Interspersed amongst these anecdotes about how gnomes and Halflings run the laundry industry in the Heartlands and noble titles of Waterdeep, there are (unfortunately brief) telling insights into how Greenwood runs his Realms.  The most obvious is the lesson of all this trivia itself: the specific is universal.  The more alive the setting seems, the more invested the players will be.  I can’t imagine me personally ever being able to master enough of this lore to use it all, but (just like in running a historical campaign) the more I know about the setting, the more nuanced I can make it for my players.

Nuance is certainly important here.  Something stressed over and over again in various subtle ways is that the Forgotten Realms is not a black and white, good versus evil setting.  Even the churches of good-aligned gods have secret agendas that lead them into conflict with other good or neutral religions and states; the church of Ilmater’s secretive “rob from the rich” branch is the most entertaining example (especially for a Lawful Good god), but the two-faced sneakiness of true Neutral deity Gond’s war on magic is a surprising revelation (as is the relative harmlessness of the church of Malar in Cormyr).  The Realms is a world where two heroes can disagree and both be in the right.

**Your tasks**
**1.** Please write out the stretch of the passage on the Forgotten Realms from "Nuance is certainly" through "in the right.".
**2.** In the passage on the Forgotten Realms, which true Neutral deity wages a war on magic that is called a surprising revelation?

[Data excerpts]
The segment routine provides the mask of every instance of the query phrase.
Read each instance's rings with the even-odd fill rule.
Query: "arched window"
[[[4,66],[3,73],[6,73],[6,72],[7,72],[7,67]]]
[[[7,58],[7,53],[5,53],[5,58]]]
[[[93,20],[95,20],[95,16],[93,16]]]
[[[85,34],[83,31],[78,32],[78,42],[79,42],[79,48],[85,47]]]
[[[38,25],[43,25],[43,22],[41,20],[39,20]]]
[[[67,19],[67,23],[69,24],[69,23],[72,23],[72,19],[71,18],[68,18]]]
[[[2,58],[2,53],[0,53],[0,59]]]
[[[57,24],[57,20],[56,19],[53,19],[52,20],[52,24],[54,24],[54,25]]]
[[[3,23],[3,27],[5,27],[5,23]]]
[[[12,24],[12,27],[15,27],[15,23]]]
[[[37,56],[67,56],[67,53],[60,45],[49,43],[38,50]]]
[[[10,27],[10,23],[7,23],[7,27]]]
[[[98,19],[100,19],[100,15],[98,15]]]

**Set of answers**
**1.**
Nuance is certainly important here.  Something stressed over and over again in various subtle ways is that the Forgotten Realms is not a black and white, good versus evil setting.  Even the churches of good-aligned gods have secret agendas that lead them into conflict with other good or neutral religions and states; the church of Ilmater’s secretive “rob from the rich” branch is the most entertaining example (especially for a Lawful Good god), but the two-faced sneakiness of true Neutral deity Gond’s war on magic is a surprising revelation (as is the relative harmlessness of the church of Malar in Cormyr).  The Realms is a world where two heroes can disagree and both be in the right.

**2.** Gond